(Dataset rows showing where objects appear)
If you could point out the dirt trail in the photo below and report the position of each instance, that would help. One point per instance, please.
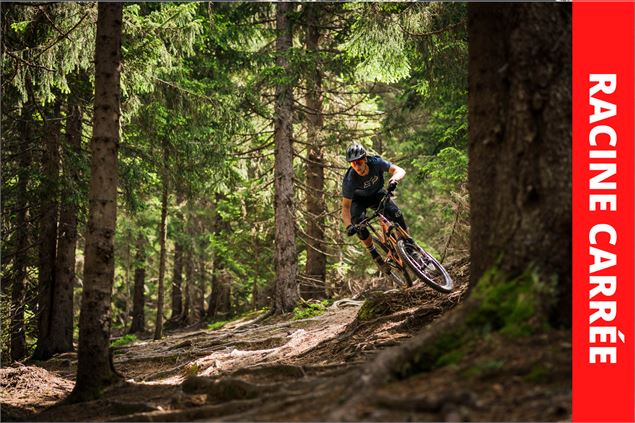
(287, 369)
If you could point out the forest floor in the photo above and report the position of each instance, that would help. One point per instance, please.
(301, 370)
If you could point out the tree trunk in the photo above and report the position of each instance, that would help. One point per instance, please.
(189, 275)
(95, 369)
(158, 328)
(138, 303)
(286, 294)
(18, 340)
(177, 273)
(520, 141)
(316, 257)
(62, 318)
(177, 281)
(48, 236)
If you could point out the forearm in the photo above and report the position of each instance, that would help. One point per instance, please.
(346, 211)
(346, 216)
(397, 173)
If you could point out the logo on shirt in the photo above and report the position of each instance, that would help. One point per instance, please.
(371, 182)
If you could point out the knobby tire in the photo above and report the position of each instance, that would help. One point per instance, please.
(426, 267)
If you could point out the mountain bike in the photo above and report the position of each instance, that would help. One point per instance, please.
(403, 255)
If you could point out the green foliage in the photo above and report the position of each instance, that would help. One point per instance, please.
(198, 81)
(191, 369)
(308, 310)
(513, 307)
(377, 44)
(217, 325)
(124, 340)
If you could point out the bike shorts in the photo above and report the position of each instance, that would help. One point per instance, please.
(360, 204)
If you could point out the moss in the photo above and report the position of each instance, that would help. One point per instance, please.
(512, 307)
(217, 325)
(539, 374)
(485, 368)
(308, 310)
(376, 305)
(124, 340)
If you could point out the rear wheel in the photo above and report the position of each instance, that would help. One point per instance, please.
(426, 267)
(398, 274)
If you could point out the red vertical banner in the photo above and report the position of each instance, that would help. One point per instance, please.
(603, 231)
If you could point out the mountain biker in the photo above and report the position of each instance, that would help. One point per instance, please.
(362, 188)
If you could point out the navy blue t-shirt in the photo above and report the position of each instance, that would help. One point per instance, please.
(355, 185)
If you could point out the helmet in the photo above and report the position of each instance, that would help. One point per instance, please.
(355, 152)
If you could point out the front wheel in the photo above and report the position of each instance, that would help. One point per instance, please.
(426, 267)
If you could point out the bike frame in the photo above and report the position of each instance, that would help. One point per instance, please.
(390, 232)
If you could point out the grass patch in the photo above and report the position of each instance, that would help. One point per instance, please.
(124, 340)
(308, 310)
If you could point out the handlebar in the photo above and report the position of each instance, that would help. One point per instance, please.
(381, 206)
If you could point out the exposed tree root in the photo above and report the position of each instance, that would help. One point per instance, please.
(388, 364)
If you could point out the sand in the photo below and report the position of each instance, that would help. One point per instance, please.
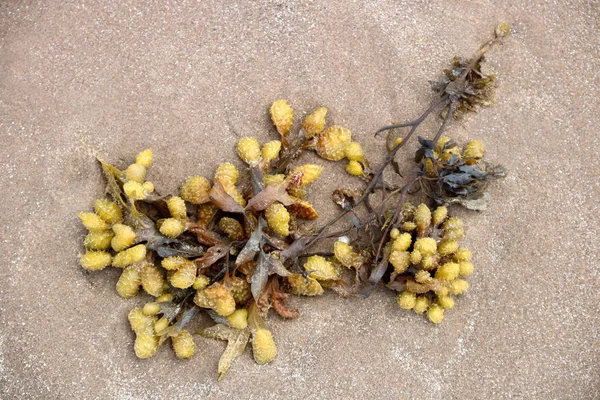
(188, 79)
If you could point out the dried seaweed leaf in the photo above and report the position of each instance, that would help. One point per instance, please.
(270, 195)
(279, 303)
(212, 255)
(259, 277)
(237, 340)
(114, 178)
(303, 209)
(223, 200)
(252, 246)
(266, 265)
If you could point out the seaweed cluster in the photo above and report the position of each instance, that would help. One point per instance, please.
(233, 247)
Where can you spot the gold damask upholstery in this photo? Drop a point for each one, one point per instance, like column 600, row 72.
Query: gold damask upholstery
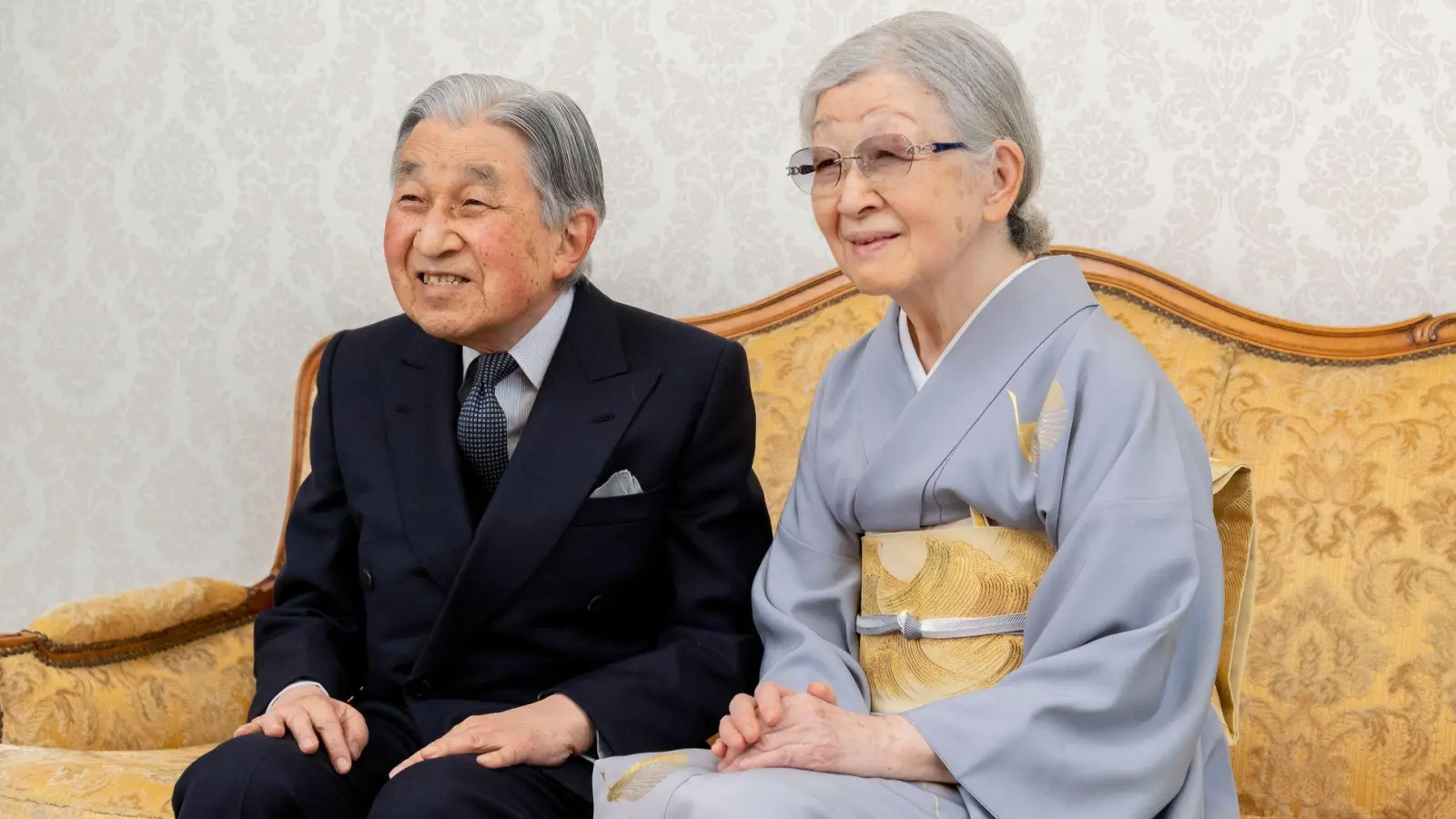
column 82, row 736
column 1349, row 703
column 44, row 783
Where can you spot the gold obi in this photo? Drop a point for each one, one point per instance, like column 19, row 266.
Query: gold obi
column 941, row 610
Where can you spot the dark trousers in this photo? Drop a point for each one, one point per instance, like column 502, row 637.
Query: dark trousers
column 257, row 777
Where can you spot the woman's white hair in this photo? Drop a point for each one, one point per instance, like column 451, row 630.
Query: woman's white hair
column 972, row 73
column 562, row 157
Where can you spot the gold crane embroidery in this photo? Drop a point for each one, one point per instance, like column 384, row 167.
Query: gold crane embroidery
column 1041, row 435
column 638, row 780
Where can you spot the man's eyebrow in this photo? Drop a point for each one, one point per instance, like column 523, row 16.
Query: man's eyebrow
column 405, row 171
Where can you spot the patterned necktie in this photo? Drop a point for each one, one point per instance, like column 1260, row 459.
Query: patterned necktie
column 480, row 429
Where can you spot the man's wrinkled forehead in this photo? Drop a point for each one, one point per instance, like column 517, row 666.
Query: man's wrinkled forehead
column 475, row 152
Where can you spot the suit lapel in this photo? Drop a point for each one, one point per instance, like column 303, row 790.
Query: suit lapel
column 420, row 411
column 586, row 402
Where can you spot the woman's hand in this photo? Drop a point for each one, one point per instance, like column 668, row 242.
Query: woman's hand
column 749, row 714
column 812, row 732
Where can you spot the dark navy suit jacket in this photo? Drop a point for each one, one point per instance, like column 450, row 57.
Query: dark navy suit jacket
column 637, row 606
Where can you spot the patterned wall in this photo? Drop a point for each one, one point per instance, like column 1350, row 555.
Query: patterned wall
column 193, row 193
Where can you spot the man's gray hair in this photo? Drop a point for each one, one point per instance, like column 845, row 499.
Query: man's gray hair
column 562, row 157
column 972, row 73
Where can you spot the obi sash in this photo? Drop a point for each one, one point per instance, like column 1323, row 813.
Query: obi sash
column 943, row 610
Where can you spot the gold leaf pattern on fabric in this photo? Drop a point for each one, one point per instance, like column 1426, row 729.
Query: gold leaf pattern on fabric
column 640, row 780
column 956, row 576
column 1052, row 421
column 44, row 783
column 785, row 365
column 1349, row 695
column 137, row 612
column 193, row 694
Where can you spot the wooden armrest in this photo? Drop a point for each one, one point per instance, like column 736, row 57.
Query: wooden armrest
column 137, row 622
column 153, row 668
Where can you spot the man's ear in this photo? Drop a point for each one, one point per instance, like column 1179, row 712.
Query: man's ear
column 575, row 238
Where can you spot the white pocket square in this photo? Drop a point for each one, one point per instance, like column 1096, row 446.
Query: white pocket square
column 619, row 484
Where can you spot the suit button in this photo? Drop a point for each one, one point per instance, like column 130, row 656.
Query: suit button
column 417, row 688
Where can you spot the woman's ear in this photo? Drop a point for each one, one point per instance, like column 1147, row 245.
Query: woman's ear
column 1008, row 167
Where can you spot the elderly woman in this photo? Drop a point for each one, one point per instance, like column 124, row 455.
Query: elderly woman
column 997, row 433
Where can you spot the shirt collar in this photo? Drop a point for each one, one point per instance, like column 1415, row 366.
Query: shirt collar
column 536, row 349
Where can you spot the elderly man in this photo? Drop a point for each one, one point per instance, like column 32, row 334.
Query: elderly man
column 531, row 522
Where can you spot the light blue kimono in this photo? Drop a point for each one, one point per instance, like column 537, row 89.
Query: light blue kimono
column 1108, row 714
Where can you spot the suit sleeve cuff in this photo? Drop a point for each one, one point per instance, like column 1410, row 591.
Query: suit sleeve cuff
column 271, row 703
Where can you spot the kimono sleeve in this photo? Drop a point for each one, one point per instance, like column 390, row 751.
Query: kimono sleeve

§ **What the exercise asks**
Copy every one of the entries above word for word, and leave the pictures out of your copy.

§ **Answer to this problem**
If you could point out the dirt trail in the photo below and report the position of each instance, that would help. One point per instance, please.
(287, 369)
If you could point out the forest floor in the photo above and report the position of each instance, that would help. One point per instance, please.
(301, 370)
If you could point out the tree trunk in the photo above and report the position of each instance, that would help. One point per instance, please.
(189, 275)
(95, 369)
(158, 328)
(138, 303)
(286, 294)
(18, 340)
(177, 273)
(520, 141)
(316, 257)
(62, 318)
(177, 281)
(48, 236)
If you could point out the forearm in the photo above and report the position of each instance, that would help. One point per instance, please.
(346, 211)
(346, 216)
(397, 173)
If you could point out the logo on shirt in the photo above and report the position of each instance, that would help. One point per instance, please.
(371, 182)
If you could point out the knobby tire in the photo above and report the position of each instance, that would help. One point per instance, please.
(426, 267)
If you could point out the mountain bike in the photo above and report the position of each instance, that would help. One point per instance, please.
(403, 255)
If you could point out the green foliage in the photo above and report the position of each instance, that would help. One point per instance, please.
(198, 81)
(191, 369)
(308, 310)
(513, 307)
(377, 44)
(217, 325)
(124, 340)
If you could point out the bike shorts in the photo above and report the position of each instance, that would help. One point per instance, please.
(360, 204)
If you could point out the moss in the photo above and report the position of each instance, that would help. One point per instance, please.
(512, 307)
(217, 325)
(539, 374)
(485, 368)
(308, 310)
(376, 305)
(124, 340)
If you could point out the rear wheel in the photo above and report the position of each instance, that would help. One point per instance, please.
(426, 267)
(398, 274)
If you could point out the red vertical banner in the photo above and report the position of each instance, that would help. One point per instance, please.
(603, 231)
If you could point out the mountain biker in the photo above and report the position of each instance, that would help. One point per instance, please.
(362, 188)
If you could point out the navy blue t-shirt in the photo above and report the position of each instance, that would help. One point per instance, please.
(355, 185)
If you could point out the helmet in the photo above and report the position of each instance, that would help. One point per instance, please.
(355, 152)
If you could point out the front wheel in the photo above and report the position of each instance, that would help. One point per instance, please.
(426, 267)
If you could point out the bike frame in the photo above and report the position of each instance, that would help. One point per instance, please.
(390, 232)
If you could point out the grass patch in the photo above and report the position of each instance, that would help. One point per instance, please.
(124, 340)
(308, 310)
If you could point out the handlebar in the photo above and report the position of each instance, that would help. One point per instance, please.
(381, 206)
If you could point out the exposed tree root in the photo above and report the position of each instance, that would help. One point per instance, please.
(388, 364)
If you could point out the sand in the photo below and report the position of each instance, that would help. One point per instance, please.
(188, 79)
If you could point out the dried seaweed leaf in the photo above and report the position of each instance, that would help. One point per instance, please.
(270, 195)
(279, 303)
(212, 255)
(259, 277)
(237, 340)
(114, 178)
(303, 209)
(223, 200)
(252, 246)
(266, 265)
If you could point out the seaweed cluster in the photo above and report the position of each instance, that would help. One point per instance, please.
(233, 247)
Where can you spot the gold damask upholstery in this photo? Drop a point for each one, one point per instance, like column 600, row 72.
Query: gold damask upholstery
column 82, row 736
column 1349, row 703
column 44, row 783
Where can you spot the gold obi in this photo? Drop a point for each one, one point per instance, like column 19, row 266.
Query: gold obi
column 941, row 610
Where can you spot the dark trousers in this photo? Drop a point for each one, one point per instance, like column 502, row 637.
Query: dark trousers
column 257, row 777
Where can you spot the woman's white hair in this photo? Drop a point for each one, one point per instance, like column 451, row 630.
Query: woman's white hair
column 972, row 73
column 562, row 157
Where can you spot the gold crane embroidery in this photo? Drop a point for each one, one point per instance, like column 384, row 167.
Query: gold crane embroidery
column 1041, row 435
column 638, row 780
Where can you spot the man's eyebrow in this photo? Drop a point for each one, one point per instance, like column 523, row 16.
Query: man's eyebrow
column 405, row 171
Where can you spot the patterned necktie in this photo? Drop a point for each one, one point per instance, like column 1260, row 459.
Query: patterned necktie
column 480, row 429
Where can you spot the man's wrinkled forehead in this photo? Drop a point for each one, one point per instance, like column 517, row 666.
Query: man's wrinkled forehead
column 475, row 152
Where can you spot the suit lapel in this photo? Drop a point for each one, one point per instance, like column 303, row 790.
Query: suit lapel
column 420, row 411
column 586, row 402
Where can you spot the woman's hand in this photo? Drop a point for each one, one point per instance, like column 668, row 242.
Query: woman's hand
column 749, row 714
column 812, row 732
Where can you spot the dark navy suit jacket in this photo? Drop a point for each one, one point per instance, like column 450, row 57.
Query: dark navy suit jacket
column 637, row 606
Where can you spot the patterned wall in this photo? Drop a point for each one, one point per instance, like column 1350, row 555.
Query: patterned wall
column 193, row 193
Where can you spot the man's gray hair in this photo? Drop a point for each one, one point per instance, like column 845, row 499.
Query: man's gray hair
column 562, row 157
column 972, row 73
Where can you spot the obi sash in this photo? Drop a point for each one, one point per instance, like column 1323, row 813.
Query: obi sash
column 943, row 610
Where can you spot the gold leaf pattern on fabric in this photo? Drop a point for each one, one point per instance, like column 1426, row 729.
Query: gold leaf pattern on fabric
column 640, row 780
column 956, row 576
column 1052, row 421
column 44, row 783
column 785, row 365
column 1349, row 695
column 137, row 612
column 193, row 694
Where can you spot the wooden armrest in this photo? Drop a point for each one, one point per instance, like column 736, row 57.
Query: wooden armrest
column 137, row 622
column 153, row 668
Where can you spot the man's ear in this photo? Drop a point for each one, one point per instance, like column 1179, row 712.
Query: man's ear
column 575, row 238
Where can you spot the white pocket square in this photo? Drop a point for each one, one point per instance, like column 1096, row 446.
Query: white pocket square
column 619, row 484
Where can you spot the suit button in this photo? Drop a point for each one, one point per instance, like column 130, row 656.
Query: suit button
column 417, row 688
Where can you spot the woman's ear in this photo? Drop a point for each one, one point per instance, like column 1147, row 245.
Query: woman's ear
column 1008, row 167
Where can you spot the elderly woman in this photo? Drop a point for each one, one point per instance, like column 124, row 455.
Query: elderly woman
column 997, row 433
Where can you spot the shirt collar in this photo? Drop a point for each one, one point per instance, like column 1415, row 366.
Query: shirt collar
column 536, row 349
Where can you spot the elderly man in this photo? Drop a point for each one, one point per instance, like column 32, row 334.
Query: elderly man
column 531, row 522
Where can you spot the light blue kimono in this photo? Drop a point for each one, one point per instance, like column 537, row 89.
Query: light blue kimono
column 1108, row 714
Where can you spot the suit sleeve cuff in this photo? Drop a point for each one, one point per instance, like column 1410, row 591.
Query: suit sleeve cuff
column 271, row 703
Where can you spot the kimono sleeve in this photo? Drop a point for each one, one point per instance, like column 390, row 751.
Query: kimono sleeve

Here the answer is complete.